Your goal:
Answer these from the text on possible next steps for the code, which appears below:
1. What record count does the header give, and how many records were read?
2. Which two functions might be consolidated?
3. What should the UNIX timestamp data be turned into?

Extracted text:
--------------------------------
There are many areas that could be addressed next and prioritizing any one of these would be an exercise in quantifying trade-offs. I advise estimating the work with the engineering team and collaborating with the business/product team to determine which items represent the greatest value to the business.

#### Logic considerations

* Is there a need to address the discrepancy in the record count in the header 71 and the actual record count found? I choose to read all 72 records but perhaps I should have ignored the last one. This may be gap in documentation of the log specification.
* Consider where fractional pennies make sense, if any. Round at the appropriate time.

#### Code quality

* Potentially consolidate the similarities in the `retrieveNbytes` and `bytesToInteger` functions, similar to Ruby's `unpack` function.
* Create constants for the 4 record types so that the code is easier to read.
* Reduce the use of global variables. Make the functions more atomic.
* Build in error handling for the case where the data file or records are malformed.
* Build tests that demonstrate and validate the functions are working properly.
* There might be value in utilizing Docker or Vagrant to wrap this code in a consistent environment.

#### Future-proofing

* Process the UNIX timestamp data into a more usable R time object.
* Depending on the size of the production data set, refactor this code for performance. For example: this code will run out of memory for sufficiently large data sets.
--------------------------------
Listed entries:
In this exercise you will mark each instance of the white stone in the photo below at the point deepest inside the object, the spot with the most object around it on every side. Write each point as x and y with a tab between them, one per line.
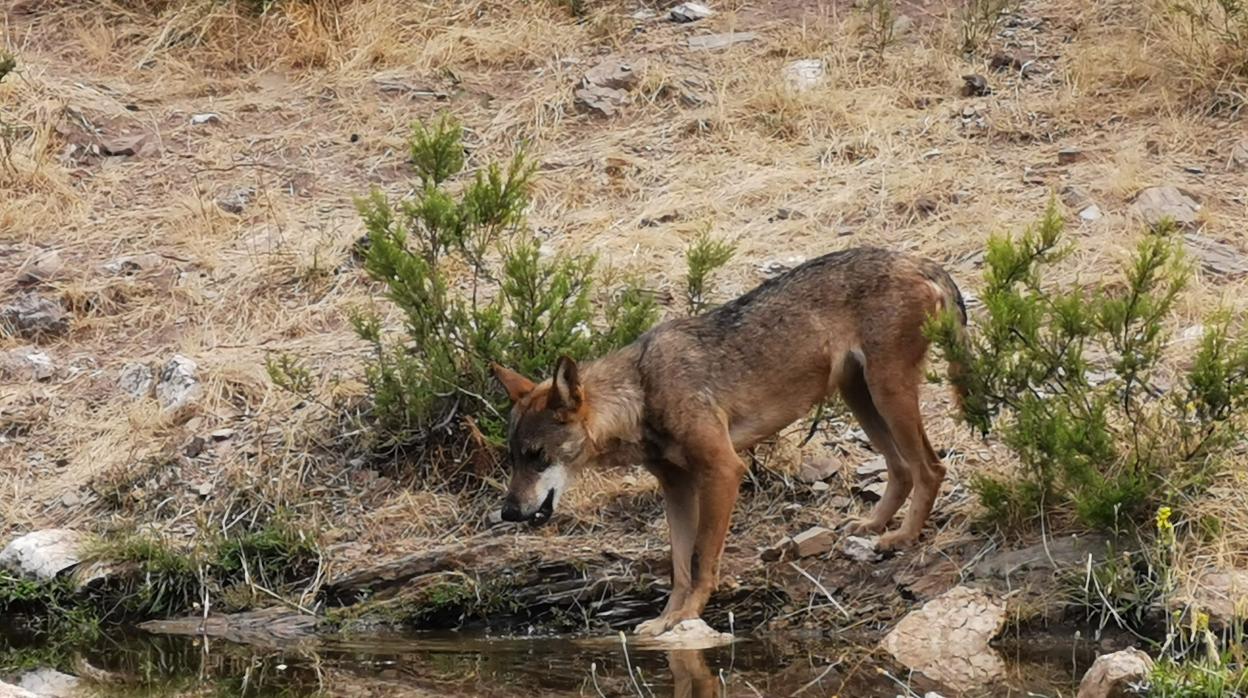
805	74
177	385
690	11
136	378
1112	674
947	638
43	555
--------------------------------
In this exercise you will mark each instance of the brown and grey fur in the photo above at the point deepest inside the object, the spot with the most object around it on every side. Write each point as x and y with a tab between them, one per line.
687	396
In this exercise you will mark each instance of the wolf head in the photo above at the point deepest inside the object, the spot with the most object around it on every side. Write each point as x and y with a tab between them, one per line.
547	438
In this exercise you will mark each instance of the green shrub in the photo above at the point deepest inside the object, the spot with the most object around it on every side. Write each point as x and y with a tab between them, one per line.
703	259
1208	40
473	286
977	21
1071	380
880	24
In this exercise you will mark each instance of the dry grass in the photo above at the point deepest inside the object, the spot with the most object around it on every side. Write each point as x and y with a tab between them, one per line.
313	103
--------------------------------
Solution for this task:
1. The header gives 71, and 72 records were read.
2. `retrieveNbytes` and `bytesToInteger`.
3. A more usable R time object.